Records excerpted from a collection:
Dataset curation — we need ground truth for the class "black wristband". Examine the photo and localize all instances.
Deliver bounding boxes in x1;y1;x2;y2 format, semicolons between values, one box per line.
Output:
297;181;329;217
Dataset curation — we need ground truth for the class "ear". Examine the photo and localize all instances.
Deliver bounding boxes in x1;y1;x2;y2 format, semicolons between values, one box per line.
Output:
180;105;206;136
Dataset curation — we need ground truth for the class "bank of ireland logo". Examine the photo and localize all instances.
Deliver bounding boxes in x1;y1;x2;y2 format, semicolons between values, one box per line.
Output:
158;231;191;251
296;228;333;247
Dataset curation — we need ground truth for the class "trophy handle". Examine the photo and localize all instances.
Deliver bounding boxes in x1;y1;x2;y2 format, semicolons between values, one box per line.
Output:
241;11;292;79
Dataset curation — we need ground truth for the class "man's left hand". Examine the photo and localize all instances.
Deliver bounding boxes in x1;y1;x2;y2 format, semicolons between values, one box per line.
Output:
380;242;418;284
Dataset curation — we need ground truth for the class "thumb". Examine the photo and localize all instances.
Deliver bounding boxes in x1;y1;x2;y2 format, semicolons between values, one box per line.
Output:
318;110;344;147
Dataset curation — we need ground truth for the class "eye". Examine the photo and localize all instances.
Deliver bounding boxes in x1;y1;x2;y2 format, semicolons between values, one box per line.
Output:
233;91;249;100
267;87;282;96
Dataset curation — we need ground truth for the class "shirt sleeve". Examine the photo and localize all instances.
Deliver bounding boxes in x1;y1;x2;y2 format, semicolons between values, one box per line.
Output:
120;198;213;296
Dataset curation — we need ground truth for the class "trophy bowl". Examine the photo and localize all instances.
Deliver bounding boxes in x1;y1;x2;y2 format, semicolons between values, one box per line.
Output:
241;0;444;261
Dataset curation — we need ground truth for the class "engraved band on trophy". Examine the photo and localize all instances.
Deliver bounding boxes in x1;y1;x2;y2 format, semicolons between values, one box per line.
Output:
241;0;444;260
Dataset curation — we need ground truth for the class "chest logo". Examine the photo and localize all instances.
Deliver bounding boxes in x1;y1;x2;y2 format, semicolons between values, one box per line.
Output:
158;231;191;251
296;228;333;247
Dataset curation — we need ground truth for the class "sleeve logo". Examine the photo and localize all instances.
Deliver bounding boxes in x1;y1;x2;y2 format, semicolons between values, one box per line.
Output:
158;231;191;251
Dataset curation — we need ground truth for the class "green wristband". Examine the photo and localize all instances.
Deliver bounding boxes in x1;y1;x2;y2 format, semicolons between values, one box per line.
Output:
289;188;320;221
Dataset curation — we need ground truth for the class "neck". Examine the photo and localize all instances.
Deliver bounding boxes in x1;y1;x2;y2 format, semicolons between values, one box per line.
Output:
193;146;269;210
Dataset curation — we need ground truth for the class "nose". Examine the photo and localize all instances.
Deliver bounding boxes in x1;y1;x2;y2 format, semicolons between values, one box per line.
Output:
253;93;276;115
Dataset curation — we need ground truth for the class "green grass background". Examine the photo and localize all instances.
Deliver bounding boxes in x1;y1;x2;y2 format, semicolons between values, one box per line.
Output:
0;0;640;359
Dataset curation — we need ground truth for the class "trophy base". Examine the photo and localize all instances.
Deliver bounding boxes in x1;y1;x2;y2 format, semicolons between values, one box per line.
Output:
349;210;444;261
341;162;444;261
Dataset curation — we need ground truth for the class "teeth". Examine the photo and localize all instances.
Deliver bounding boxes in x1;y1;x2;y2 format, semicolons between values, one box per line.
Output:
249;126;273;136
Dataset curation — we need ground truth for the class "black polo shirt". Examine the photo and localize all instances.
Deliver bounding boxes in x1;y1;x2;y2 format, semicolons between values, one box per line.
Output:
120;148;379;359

> _What you are asked to do_
Count the lines in the material above that contain the string "green", treating uppercase and lowercase letters as different. Reply with the number only.

> _Exercise response_
2